Start of PAGE EXCERPT
Enjoyed talking with you at the The Cookhouse and enjoyed your article. Jim
One correction –
Photograph is of Jenks, Toby’s sister, not Toby.
R. Schachter
Dear Rebecca,
What a wonderful tribute and what a great piece of writing! Thanks so much for sharing such a moving story with all of us.
It seems to me that documenting the “hidden costs” of the sacrifices made by the Lincoln vets –indeed, by all of the defenders of the Republic– is an urgent task for all of us. Even the most complete rosters and bios of the volunteers can’t begin to capture the grief and, in many cases, guilt, of those who were left behind –parents, spouses, friends, siblings– each time a volunteer was swallowed up by the Spanish earth, when, as Hemingway would put it, there was no time for headboards. Grief and guilt that the survivors carried around with them their entire lives, and that in many cases they transmitted to the next generation(s).
But in the end your text is moving and uplifiting, because it is ultimately more about gains than costs, more about the incalculable and timeless and probably unforeseen benefits of the sacrifices made by the vets. Because what I can see being transmitted from one generation to the next in your story is not so much trauma, but rather an intense engagement with the here-and-now, and a willingness to make an honest effort to dialogue with the past, to recognize its complexities while rendering tribute to those men and women who, imperfections and all, refused to be stymied or paralyzed by the messiness of it all.
Thanks for reminding us how that engagement with the present and that openness to dialogue with the past is probably the greatest legacy of the Lincoln vets, one that will help us “outlive all systems of tyranny.”
Best wishes,
James D. Fernández
This tribute really allows us to see what the men and women of the Abraham Lincoln Brigade were giving up in order to fight against oppression in Spain. Phil Shachter left his family to fight for what he felt was right, in a country that was not his own. He was forced to lie to his own Father in order to alleviate worry. Shachter along with all the other fighters of the Brigade were brave honorable Americans that deserve to be remembered. Thank you for writing this tribute to him, it helps keep their memory alive.
End of PAGE EXCERPT
Start of RECORDS PROVIDED
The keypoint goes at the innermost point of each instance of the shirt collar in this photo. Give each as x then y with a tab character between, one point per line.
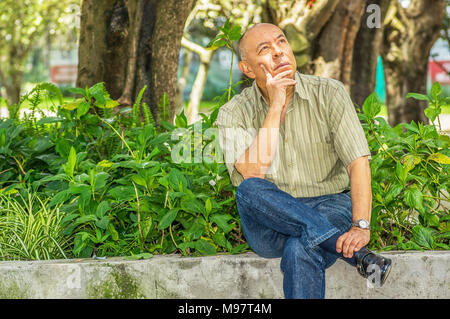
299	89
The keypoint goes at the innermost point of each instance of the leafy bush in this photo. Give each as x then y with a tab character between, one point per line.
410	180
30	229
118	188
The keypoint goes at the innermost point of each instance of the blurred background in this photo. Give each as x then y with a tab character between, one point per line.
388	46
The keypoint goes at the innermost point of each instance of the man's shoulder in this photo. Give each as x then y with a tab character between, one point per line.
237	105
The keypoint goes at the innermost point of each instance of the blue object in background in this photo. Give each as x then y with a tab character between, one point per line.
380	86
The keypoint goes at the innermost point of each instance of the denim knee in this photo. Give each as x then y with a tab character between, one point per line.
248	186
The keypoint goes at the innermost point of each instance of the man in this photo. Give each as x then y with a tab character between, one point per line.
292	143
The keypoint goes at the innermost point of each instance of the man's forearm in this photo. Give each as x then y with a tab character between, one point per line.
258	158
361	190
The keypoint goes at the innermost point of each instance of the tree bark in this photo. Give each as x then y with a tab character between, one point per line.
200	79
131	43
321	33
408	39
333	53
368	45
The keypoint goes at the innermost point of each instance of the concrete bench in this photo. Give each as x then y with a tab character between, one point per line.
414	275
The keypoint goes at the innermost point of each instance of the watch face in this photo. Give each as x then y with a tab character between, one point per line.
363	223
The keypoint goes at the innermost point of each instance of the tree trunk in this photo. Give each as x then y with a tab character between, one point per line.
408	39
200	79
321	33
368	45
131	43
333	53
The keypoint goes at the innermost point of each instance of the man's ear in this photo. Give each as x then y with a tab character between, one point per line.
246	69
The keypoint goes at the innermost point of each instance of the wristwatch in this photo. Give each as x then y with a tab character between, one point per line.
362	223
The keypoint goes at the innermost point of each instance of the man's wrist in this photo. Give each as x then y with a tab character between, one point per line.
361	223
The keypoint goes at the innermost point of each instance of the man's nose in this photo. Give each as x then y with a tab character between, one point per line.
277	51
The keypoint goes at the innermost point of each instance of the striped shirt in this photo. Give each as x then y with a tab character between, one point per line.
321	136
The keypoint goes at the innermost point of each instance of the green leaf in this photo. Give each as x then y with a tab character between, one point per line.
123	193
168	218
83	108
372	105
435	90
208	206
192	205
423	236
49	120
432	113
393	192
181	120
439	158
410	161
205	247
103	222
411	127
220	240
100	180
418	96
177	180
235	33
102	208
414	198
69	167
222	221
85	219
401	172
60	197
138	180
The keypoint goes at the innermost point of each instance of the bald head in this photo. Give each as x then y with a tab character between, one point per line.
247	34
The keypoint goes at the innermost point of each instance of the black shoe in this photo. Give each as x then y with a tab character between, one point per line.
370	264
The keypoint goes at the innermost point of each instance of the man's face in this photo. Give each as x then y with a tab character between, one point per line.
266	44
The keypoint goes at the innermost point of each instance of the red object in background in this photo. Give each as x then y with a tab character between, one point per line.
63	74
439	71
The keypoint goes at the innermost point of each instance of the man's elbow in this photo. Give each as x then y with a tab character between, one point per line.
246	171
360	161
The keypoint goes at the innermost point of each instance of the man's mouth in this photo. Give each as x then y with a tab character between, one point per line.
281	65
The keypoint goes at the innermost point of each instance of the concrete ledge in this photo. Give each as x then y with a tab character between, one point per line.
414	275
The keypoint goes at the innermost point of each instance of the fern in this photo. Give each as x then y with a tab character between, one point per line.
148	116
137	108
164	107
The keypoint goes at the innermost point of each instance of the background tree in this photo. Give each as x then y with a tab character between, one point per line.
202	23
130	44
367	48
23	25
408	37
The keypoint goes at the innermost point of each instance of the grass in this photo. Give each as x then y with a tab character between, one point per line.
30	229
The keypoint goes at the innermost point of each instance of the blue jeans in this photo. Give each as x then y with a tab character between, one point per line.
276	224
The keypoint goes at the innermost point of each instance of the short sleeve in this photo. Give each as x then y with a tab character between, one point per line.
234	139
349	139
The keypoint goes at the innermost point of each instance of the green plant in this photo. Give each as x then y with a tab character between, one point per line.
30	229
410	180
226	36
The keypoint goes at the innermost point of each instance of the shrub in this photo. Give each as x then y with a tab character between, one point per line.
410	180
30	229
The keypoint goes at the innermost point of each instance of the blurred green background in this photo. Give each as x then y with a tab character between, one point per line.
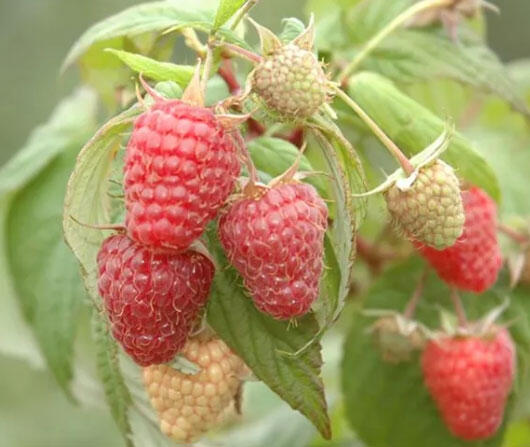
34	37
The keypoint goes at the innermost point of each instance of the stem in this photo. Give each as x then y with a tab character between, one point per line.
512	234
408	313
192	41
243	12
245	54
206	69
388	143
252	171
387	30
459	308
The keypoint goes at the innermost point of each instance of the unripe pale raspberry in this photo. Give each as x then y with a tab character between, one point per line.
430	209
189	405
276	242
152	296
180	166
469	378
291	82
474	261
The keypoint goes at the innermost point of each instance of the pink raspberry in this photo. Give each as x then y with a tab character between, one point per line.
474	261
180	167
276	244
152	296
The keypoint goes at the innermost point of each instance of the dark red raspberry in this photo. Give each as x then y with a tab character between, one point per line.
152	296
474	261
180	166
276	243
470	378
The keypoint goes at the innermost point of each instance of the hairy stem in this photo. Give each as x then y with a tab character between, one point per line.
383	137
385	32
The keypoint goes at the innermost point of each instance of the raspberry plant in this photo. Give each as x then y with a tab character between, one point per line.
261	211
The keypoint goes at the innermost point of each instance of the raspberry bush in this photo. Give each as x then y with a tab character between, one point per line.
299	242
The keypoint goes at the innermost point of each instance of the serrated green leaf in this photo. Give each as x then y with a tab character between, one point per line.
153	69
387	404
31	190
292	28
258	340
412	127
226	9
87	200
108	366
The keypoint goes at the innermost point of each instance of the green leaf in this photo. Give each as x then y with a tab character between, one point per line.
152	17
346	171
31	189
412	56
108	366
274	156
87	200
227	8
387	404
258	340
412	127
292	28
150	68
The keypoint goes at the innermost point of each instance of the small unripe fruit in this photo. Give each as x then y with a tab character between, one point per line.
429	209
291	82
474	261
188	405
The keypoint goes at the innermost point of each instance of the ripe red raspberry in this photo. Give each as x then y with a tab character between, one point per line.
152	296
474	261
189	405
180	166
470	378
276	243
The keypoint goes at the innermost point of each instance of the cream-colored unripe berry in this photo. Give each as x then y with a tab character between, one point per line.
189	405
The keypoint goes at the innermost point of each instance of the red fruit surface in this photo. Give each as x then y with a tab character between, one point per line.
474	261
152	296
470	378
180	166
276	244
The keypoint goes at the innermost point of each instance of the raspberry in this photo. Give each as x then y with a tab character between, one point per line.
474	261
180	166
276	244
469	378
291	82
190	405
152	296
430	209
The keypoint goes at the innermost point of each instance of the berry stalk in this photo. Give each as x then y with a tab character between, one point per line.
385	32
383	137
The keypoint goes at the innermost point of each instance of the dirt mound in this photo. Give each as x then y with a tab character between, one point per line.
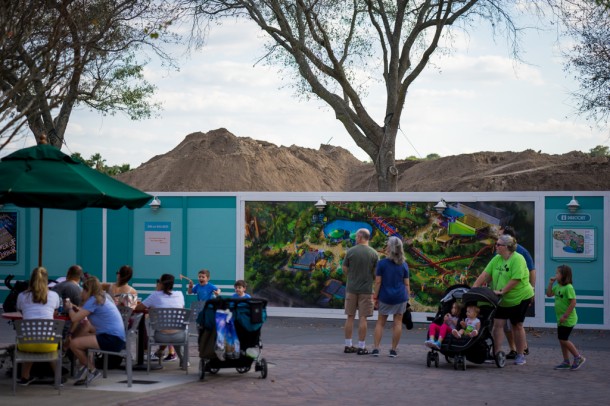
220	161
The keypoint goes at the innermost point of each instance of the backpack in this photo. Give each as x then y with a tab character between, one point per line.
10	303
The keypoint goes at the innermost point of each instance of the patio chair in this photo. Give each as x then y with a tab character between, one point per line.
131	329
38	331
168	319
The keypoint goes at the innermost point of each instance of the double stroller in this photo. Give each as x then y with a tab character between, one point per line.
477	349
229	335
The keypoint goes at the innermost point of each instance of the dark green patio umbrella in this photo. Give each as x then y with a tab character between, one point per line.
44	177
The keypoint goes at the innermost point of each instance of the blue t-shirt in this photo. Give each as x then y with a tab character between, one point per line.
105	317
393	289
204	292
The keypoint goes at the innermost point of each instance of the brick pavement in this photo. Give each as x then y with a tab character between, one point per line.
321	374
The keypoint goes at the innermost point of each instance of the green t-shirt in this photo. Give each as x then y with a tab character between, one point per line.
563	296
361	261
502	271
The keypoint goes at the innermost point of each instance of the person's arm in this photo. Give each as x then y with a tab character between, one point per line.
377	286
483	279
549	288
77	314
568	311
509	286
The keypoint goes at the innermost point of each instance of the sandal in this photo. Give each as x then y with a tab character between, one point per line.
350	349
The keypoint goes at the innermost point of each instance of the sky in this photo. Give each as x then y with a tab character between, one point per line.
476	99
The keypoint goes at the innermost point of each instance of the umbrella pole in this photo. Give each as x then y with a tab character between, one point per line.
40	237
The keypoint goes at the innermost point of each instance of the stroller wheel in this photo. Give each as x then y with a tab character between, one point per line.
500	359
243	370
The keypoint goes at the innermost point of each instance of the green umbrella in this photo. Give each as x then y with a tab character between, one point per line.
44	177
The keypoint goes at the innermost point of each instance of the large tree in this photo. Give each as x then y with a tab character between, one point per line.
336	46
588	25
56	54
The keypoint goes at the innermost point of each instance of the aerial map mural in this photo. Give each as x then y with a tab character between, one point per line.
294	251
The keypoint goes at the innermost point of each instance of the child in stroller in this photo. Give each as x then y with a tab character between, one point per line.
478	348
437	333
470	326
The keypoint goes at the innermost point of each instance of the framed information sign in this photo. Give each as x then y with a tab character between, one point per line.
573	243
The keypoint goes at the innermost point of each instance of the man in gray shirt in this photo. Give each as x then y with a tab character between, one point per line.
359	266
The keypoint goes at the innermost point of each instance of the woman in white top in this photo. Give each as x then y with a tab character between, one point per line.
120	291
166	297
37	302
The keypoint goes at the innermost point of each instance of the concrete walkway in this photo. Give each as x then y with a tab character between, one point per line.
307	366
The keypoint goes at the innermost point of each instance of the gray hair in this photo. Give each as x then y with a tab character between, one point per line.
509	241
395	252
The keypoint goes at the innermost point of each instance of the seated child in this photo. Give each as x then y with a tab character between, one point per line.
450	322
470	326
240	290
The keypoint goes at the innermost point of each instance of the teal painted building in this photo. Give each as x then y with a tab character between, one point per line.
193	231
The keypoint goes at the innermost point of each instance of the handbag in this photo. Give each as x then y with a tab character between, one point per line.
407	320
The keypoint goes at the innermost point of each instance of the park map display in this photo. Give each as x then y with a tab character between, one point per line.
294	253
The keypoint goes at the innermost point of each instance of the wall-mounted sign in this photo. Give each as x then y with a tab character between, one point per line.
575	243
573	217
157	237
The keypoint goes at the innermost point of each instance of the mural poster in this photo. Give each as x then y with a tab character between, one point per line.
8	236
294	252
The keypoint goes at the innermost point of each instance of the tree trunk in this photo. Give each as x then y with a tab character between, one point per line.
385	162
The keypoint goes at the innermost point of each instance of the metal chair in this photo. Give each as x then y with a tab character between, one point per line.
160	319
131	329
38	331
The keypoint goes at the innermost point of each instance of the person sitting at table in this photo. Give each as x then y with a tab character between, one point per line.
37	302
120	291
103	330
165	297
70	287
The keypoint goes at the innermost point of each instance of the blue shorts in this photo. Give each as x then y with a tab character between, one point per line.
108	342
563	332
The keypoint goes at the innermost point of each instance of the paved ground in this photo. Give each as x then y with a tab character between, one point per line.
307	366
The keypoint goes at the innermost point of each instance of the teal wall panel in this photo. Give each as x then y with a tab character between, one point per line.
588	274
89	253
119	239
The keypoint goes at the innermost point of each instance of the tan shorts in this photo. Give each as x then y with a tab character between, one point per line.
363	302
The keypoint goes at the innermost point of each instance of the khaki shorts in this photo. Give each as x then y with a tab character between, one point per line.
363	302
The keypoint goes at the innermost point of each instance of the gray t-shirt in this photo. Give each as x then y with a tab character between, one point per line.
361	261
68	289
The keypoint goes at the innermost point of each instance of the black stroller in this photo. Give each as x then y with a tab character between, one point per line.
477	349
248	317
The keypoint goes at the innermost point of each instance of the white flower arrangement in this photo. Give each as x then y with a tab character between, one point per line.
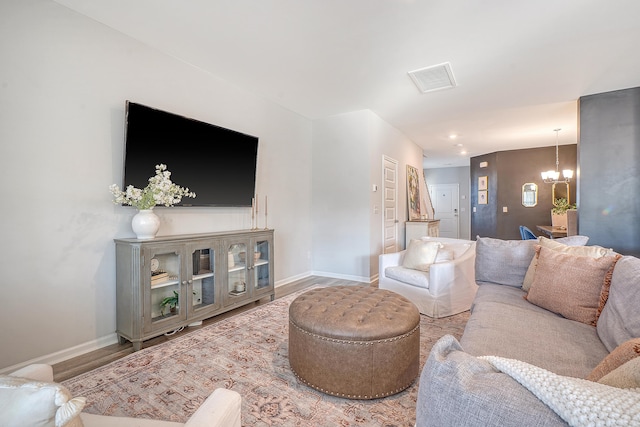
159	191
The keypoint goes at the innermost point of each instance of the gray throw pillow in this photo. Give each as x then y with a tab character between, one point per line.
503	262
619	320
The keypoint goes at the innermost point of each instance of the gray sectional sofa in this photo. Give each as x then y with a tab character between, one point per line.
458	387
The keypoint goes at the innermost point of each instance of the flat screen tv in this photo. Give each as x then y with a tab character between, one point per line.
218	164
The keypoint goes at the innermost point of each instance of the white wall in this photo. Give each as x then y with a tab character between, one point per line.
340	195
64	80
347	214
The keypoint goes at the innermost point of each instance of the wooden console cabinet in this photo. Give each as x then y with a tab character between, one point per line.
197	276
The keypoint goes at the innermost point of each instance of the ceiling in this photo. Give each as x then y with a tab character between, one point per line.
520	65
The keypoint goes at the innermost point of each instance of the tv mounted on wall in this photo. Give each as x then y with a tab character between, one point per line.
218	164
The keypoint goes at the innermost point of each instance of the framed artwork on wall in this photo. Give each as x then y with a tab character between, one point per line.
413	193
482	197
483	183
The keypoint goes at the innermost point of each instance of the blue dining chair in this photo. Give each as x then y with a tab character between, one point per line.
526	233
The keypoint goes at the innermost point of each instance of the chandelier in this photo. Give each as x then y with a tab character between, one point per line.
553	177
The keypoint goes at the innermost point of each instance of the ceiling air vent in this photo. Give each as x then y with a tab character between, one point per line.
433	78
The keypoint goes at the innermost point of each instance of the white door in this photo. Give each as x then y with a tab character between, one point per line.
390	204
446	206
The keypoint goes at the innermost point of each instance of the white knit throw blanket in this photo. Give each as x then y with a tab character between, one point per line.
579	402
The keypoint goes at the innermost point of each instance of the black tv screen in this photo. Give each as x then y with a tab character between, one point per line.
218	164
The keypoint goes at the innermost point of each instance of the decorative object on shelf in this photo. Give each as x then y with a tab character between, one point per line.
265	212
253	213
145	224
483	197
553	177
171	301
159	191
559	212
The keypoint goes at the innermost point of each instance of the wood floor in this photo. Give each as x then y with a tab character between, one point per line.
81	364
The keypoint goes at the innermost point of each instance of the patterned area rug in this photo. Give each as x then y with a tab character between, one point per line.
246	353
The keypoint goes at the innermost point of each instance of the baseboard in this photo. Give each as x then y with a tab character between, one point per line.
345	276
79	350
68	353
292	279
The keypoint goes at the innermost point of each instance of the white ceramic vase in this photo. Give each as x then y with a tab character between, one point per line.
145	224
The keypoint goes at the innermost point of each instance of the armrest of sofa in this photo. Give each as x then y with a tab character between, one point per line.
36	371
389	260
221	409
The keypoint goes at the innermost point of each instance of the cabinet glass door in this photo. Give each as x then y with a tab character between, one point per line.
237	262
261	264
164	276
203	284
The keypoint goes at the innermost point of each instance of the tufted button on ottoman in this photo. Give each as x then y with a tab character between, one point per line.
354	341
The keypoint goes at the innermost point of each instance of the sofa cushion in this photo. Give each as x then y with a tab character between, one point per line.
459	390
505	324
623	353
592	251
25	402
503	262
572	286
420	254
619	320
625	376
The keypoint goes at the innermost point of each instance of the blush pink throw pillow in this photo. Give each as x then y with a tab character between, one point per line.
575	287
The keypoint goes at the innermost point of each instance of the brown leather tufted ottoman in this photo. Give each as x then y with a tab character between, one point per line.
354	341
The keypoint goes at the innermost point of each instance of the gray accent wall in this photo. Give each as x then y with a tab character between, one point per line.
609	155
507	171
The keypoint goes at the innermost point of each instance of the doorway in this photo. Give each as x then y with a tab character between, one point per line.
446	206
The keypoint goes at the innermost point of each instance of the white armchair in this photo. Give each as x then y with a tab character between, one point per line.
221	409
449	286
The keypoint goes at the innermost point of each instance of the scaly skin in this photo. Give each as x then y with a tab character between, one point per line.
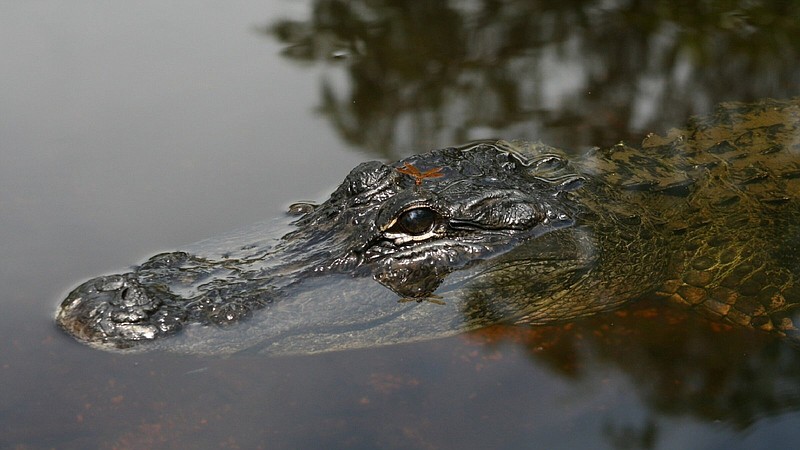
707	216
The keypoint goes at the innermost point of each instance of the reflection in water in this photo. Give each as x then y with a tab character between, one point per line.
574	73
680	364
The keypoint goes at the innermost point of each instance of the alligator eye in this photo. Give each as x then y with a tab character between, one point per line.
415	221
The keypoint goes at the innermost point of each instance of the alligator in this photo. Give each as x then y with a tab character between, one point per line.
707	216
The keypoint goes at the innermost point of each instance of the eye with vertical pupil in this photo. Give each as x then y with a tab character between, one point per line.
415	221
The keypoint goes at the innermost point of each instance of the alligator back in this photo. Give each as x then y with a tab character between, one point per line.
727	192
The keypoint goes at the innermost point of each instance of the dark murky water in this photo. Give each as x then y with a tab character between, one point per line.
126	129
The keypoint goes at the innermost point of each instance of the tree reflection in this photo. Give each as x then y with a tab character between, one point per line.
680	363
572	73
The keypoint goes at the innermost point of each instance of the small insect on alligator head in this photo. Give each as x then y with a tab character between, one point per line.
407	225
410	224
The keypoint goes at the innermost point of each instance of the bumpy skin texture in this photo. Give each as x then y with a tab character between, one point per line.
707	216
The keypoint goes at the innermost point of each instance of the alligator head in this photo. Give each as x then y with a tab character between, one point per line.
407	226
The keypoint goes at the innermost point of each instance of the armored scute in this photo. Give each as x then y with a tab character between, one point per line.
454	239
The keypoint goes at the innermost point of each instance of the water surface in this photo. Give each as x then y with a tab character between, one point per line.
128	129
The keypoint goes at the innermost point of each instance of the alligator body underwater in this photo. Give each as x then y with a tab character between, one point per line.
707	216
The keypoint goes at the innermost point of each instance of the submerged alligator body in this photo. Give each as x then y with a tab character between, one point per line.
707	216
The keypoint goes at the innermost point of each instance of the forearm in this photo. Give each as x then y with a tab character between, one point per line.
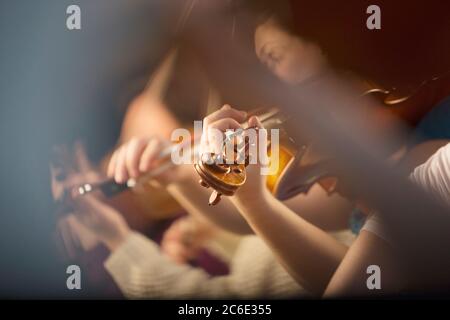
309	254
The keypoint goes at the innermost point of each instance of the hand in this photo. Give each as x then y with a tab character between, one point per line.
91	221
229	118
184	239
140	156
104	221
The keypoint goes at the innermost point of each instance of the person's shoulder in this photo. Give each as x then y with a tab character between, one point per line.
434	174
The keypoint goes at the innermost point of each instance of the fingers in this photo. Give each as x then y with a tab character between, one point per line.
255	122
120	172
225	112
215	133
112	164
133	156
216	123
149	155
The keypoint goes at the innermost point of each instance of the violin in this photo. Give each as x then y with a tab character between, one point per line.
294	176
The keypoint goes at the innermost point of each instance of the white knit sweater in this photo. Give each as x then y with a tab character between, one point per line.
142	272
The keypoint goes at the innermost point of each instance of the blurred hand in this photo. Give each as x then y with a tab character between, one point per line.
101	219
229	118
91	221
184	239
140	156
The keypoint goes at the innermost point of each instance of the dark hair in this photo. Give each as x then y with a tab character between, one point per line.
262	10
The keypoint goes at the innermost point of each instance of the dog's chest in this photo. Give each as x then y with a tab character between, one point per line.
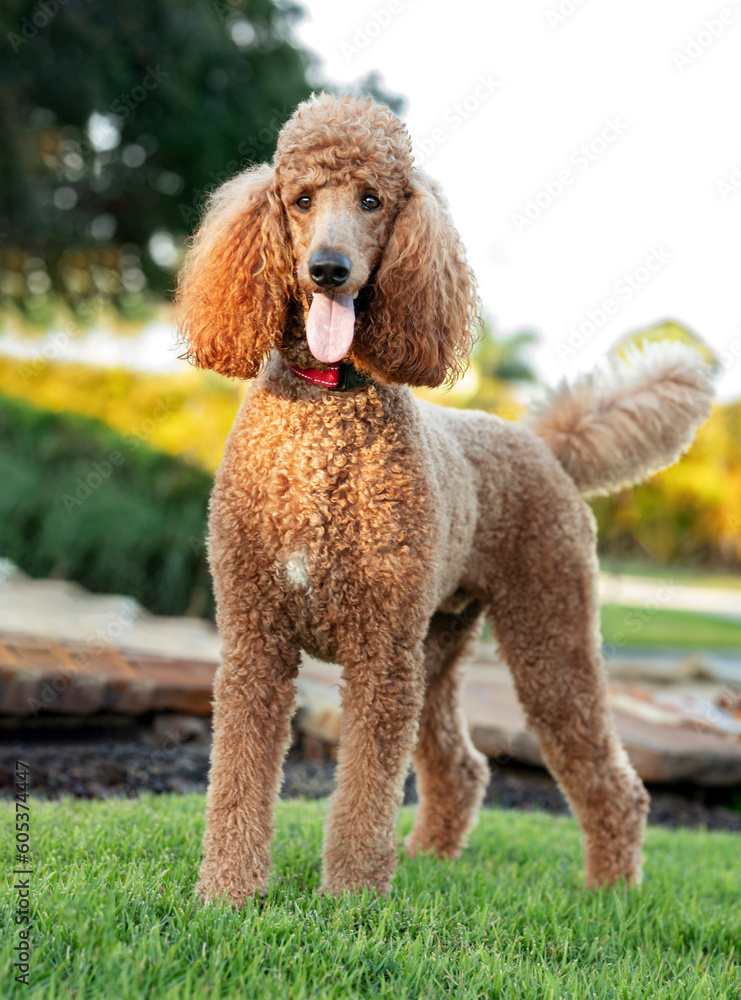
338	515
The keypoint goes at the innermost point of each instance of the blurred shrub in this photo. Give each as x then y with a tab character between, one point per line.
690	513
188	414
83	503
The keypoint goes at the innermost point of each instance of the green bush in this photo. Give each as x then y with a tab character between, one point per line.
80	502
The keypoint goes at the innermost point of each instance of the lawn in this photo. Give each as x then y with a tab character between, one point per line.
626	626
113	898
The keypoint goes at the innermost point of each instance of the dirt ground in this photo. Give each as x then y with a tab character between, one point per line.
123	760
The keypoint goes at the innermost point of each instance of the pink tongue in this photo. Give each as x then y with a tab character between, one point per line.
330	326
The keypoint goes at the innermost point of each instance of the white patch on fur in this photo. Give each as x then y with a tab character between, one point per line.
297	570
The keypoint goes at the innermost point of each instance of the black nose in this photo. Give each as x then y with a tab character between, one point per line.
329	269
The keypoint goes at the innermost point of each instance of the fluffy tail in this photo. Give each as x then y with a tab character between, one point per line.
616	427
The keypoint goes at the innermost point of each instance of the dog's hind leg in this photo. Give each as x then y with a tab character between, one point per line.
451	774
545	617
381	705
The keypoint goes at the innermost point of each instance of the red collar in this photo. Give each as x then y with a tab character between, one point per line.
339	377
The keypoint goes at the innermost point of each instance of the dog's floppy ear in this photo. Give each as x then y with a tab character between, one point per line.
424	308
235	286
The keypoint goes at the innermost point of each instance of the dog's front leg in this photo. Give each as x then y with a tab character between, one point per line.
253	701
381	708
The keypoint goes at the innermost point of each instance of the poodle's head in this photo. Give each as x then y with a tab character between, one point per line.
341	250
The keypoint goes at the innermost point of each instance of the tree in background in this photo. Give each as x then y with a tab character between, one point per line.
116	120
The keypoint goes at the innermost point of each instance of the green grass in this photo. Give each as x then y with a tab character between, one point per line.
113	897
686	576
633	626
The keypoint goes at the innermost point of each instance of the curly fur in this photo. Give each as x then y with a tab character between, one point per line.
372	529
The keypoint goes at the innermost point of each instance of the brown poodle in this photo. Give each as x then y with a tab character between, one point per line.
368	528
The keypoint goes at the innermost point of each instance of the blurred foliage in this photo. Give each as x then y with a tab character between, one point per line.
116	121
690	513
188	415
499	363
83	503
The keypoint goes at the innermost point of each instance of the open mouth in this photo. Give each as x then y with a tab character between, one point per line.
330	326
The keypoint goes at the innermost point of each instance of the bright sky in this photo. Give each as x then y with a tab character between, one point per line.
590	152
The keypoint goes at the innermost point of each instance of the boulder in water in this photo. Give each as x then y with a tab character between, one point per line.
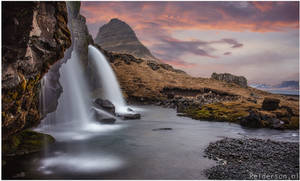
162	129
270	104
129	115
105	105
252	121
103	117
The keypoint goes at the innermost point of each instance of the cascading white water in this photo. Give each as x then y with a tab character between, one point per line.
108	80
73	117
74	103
End of RECORDS PROVIDED
WORK TASK 1. Print everything from "But in the end" down to "messiness of it all." in the comments on the Lincoln Brigade tribute.
WORK TASK 2. In the comments on the Lincoln Brigade tribute, why does James D. Fernández call the article moving and uplifting rather than only sad? Answer in one to three sentences.
WORK TASK 3. According to the correction in the comments on the Lincoln Brigade tribute, whom does the photograph actually show?

TASK OUTPUT 1.
But in the end your text is moving and uplifiting, because it is ultimately more about gains than costs, more about the incalculable and timeless and probably unforeseen benefits of the sacrifices made by the vets. Because what I can see being transmitted from one generation to the next in your story is not so much trauma, but rather an intense engagement with the here-and-now, and a willingness to make an honest effort to dialogue with the past, to recognize its complexities while rendering tribute to those men and women who, imperfections and all, refused to be stymied or paralyzed by the messiness of it all.

TASK OUTPUT 2. He finds it uplifting because the article is ultimately more about gains than costs: it focuses on the lasting, unforeseen benefits of the veterans' sacrifices. What he sees passed from one generation to the next is not so much trauma as an intense engagement with the present and a willingness to engage honestly with the past.

TASK OUTPUT 3. Jenks, Toby's sister, not Toby.